_Tasks to complete_
1. Report how many lines in the rows below contain the string "that", taking case into account. Give only the number.
2. Write the next part of the passage on Zstandard dictionary creation and management, starting after its final sentence.

_Reading text_
+ + +
Dictionary Creation and Management
----------------------------------
Compression dictionaries are represented with the ``ZstdCompressionDict`` type.
Instances can be constructed from bytes::
dict_data = zstd.ZstdCompressionDict(data)
It is possible to construct a dictionary from *any* data. If the data doesn't
begin with a magic header, it will be treated as a *prefix* dictionary.
*Prefix* dictionaries allow compression operations to reference raw data
within the dictionary.
It is possible to force the use of *prefix* dictionaries or to require a
dictionary header:
dict_data = zstd.ZstdCompressionDict(data,
dict_type=zstd.DICT_TYPE_RAWCONTENT)
dict_data = zstd.ZstdCompressionDict(data,
dict_type=zstd.DICT_TYPE_FULLDICT)
You can see how many bytes are in the dictionary by calling ``len()``::
dict_data = zstd.train_dictionary(size, samples)
dict_size = len(dict_data) # will not be larger than ``size``
Once you have a dictionary, you can pass it to the objects performing
compression and decompression::
dict_data = zstd.train_dictionary(131072, samples)
cctx = zstd.ZstdCompressor(dict_data=dict_data)
for source_data in input_data:
compressed = cctx.compress(source_data)
# Do something with compressed data.
dctx = zstd.ZstdDecompressor(dict_data=dict_data)
for compressed_data in input_data:
buffer = io.BytesIO()
with dctx.stream_writer(buffer) as decompressor:
decompressor.write(compressed_data)
# Do something with raw data in ``buffer``.
Dictionaries have unique integer IDs. You can retrieve this ID via::
dict_id = zstd.dictionary_id(dict_data)
You can obtain the raw data in the dict (useful for persisting and constructing
a ``ZstdCompressionDict`` later) via ``as_bytes()``::
dict_data = zstd.train_dictionary(size, samples)
raw_data = dict_data.as_bytes()
By default, when a ``ZstdCompressionDict`` is *attached* to a
``ZstdCompressor``, each ``ZstdCompressor`` performs work to prepare the
dictionary for use. This is fine if only 1 compression operation is being
performed or if the ``ZstdCompressor`` is being reused for multiple operations.
+ + +
Collected data:

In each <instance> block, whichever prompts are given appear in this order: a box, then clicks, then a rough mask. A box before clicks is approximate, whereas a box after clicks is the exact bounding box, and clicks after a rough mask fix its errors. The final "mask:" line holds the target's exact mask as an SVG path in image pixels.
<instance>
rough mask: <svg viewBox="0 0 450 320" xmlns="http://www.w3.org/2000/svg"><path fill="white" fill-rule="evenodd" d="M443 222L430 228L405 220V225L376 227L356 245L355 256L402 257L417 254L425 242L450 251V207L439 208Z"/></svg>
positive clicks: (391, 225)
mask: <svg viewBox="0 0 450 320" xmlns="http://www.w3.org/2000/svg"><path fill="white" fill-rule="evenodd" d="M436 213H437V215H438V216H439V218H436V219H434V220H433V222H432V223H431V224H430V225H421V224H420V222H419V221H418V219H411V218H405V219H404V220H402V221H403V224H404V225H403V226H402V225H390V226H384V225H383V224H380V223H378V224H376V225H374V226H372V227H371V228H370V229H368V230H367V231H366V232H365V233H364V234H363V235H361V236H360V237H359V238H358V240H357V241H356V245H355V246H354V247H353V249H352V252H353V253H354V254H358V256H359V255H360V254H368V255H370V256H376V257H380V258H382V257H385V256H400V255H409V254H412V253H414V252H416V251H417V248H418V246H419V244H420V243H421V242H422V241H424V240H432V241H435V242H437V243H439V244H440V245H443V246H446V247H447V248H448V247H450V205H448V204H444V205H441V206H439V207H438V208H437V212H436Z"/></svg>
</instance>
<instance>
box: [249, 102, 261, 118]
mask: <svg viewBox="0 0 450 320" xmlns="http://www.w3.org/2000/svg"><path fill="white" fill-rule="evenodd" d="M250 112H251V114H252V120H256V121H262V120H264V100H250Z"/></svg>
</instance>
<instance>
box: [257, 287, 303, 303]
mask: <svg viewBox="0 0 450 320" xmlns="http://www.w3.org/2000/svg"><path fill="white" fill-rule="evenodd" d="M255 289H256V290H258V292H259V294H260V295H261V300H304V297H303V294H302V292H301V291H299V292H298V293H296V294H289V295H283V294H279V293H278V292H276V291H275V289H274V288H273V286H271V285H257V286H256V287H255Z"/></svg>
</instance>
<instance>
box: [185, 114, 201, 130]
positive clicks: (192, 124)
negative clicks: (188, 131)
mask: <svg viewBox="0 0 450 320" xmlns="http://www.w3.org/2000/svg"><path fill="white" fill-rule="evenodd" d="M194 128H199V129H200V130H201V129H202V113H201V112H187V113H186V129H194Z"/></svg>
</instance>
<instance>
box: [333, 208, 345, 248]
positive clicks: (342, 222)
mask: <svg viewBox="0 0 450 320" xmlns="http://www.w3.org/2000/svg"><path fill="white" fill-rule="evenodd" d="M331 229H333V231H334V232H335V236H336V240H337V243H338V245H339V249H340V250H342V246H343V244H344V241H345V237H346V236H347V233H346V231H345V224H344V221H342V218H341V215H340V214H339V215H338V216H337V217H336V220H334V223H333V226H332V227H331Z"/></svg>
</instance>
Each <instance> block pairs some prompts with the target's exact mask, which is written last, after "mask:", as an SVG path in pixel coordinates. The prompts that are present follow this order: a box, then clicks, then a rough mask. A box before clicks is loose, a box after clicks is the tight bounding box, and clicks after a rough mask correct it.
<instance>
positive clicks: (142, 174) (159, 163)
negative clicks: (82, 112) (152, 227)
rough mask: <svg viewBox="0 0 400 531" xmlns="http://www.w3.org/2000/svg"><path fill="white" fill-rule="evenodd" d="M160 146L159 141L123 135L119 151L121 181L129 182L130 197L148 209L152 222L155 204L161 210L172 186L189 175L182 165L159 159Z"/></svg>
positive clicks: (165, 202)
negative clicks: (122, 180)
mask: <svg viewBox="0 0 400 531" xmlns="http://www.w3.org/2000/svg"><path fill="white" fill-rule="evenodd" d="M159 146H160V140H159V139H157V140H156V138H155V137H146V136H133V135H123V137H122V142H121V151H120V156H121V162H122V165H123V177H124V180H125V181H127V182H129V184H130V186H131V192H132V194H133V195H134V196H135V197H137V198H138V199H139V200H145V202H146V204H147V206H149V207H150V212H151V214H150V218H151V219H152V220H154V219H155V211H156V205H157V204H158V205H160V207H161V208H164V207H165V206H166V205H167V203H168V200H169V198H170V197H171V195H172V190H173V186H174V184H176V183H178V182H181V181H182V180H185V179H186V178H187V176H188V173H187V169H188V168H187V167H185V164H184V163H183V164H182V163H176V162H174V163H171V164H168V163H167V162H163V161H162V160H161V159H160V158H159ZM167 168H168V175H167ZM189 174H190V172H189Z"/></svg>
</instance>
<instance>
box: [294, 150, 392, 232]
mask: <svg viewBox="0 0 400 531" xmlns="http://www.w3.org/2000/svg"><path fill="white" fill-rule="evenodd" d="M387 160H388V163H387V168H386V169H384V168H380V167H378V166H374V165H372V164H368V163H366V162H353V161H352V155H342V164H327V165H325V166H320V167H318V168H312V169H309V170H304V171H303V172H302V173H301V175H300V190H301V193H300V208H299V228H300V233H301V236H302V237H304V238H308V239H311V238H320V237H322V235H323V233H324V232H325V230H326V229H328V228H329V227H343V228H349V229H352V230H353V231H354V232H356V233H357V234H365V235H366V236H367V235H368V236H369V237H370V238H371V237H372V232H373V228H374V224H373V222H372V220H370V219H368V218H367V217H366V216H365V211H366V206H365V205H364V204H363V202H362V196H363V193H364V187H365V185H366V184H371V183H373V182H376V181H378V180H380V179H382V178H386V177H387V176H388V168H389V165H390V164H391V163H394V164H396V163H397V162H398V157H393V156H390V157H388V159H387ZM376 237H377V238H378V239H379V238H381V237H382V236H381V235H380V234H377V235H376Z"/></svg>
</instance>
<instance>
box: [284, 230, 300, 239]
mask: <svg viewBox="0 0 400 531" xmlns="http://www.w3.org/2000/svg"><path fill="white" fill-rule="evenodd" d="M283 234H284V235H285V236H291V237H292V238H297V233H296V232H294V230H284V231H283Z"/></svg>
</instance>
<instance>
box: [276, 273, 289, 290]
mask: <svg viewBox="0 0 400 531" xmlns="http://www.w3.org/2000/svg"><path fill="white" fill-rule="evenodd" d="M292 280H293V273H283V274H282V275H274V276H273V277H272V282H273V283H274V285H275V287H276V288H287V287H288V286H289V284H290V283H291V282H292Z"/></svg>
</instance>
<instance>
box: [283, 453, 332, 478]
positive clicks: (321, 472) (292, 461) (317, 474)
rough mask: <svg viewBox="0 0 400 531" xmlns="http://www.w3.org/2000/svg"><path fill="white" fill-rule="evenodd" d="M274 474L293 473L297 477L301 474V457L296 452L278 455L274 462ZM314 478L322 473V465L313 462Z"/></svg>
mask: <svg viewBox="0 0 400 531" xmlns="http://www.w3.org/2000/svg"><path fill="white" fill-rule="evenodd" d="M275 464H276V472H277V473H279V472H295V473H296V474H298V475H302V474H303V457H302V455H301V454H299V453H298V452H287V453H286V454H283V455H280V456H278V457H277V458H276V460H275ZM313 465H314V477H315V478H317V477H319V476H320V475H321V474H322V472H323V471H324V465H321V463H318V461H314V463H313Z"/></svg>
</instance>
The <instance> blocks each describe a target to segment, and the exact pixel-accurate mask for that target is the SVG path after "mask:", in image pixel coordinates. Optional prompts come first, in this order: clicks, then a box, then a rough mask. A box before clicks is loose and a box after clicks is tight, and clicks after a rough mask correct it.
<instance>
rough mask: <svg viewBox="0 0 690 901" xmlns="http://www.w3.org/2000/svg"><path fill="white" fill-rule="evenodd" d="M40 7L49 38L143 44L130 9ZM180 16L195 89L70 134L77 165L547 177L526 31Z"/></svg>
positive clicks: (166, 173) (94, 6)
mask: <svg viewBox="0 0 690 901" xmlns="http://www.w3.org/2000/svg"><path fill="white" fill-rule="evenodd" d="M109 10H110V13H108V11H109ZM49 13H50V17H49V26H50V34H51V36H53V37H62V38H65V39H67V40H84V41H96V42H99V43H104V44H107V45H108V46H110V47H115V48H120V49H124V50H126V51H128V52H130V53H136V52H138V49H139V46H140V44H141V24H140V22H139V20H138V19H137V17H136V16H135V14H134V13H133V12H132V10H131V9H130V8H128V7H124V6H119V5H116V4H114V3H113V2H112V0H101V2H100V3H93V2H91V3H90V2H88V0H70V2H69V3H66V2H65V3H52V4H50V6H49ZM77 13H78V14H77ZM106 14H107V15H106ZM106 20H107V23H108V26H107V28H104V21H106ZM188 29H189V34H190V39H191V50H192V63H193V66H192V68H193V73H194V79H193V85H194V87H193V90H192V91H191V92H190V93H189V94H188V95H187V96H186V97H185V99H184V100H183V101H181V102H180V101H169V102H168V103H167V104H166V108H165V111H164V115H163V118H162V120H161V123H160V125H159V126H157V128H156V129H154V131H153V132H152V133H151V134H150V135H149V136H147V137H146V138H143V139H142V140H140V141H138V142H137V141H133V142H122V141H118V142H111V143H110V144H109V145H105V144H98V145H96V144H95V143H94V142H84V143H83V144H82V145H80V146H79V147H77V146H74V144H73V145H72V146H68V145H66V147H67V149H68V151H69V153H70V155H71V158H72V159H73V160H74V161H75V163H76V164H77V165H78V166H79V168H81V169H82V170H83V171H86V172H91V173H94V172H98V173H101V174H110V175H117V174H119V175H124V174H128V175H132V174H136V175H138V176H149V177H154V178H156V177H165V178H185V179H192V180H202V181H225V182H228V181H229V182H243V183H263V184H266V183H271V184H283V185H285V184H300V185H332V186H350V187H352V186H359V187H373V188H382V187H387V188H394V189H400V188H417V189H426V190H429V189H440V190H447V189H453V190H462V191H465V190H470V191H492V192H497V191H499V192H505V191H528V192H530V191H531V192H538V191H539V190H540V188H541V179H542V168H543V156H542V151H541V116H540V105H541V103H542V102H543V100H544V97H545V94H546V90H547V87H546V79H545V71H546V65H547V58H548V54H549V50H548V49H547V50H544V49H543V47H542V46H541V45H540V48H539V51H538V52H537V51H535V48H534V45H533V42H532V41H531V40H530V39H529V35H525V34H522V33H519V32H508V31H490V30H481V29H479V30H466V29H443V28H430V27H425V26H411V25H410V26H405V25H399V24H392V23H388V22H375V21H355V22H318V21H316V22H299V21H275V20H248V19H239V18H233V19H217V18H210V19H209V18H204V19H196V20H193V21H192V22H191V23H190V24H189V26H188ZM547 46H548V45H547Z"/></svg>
+ + +
_Outputs for the tasks_
1. 2

2.
But if multiple ``ZstdCompressor`` instances are being used with the dictionary,
this can add overhead.
It is possible to *precompute* the dictionary so it can readily be consumed
by multiple ``ZstdCompressor`` instances::
d = zstd.ZstdCompressionDict(data)
# Precompute for compression level 3.
d.precompute_compress(level=3)
# Precompute with specific compression parameters.
params = zstd.ZstdCompressionParameters(...)
d.precompute_compress(compression_params=params)
.. note::
When a dictionary is precomputed, the compression parameters used to
precompute the dictionary overwrite some of the compression parameters
specified to ``ZstdCompressor.__init__``.
Training Dictionaries
^^^^^^^^^^^^^^^^^^^^^
Unless using *prefix* dictionaries, dictionary data is produced by *training*
on existing data::
dict_data = zstd.train_dictionary(size, samples)
This takes a target dictionary size and list of bytes instances and creates and
returns a ``ZstdCompressionDict``.
The dictionary training mechanism is known as *cover*. More details about it are
available in the paper *Effective Construction of Relative Lempel-Ziv
Dictionaries* (authors: Liao, Petri, Moffat, Wirth).
The cover algorithm takes parameters ``k` and ``d``. These are the
*segment size* and *dmer size*, respectively. The returned dictionary
instance created by this function has ``k`` and ``d`` attributes
containing the values for these parameters. If a ``ZstdCompressionDict``
is constructed from raw bytes data (a content-only dictionary), the
``k`` and ``d`` attributes will be ``0``.
The segment and dmer size parameters to the cover algorithm can either be
specified manually or ``train_dictionary()`` can try multiple values
and pick the best one, where *best* means the smallest compressed data size.
This later mode is called *optimization* mode.
If none of ``k``, ``d``, ``steps``, ``threads``, ``level``, ``notifications``,
or ``dict_id`` (basically anything from the underlying ``ZDICT_cover_params_t``
struct) are defined, *optimization* mode is used with default parameter
values.
If ``steps`` or ``threads`` are defined, then *optimization* mode is engaged
with explicit control over those parameters. Specifying ``threads=0`` or
``threads=1`` can be used to engage *optimization* mode if other parameters
are not defined.
Otherwise, non-*optimization* mode is used with the parameters specified.
This function takes the following arguments:
dict_size
Target size in bytes of the dictionary to generate.
samples
A list of bytes holding samples the dictionary will be trained from.
k
Parameter to cover algorithm defining the segment size. A reasonable range
is [16, 2048+].
d
Parameter to cover algorithm defining the dmer size. A reasonable range is
[6, 16]. ``d`` must be less than or equal to ``k``.
dict_id
Integer dictionary ID for the produced dictionary. Default is 0, which uses
a random value.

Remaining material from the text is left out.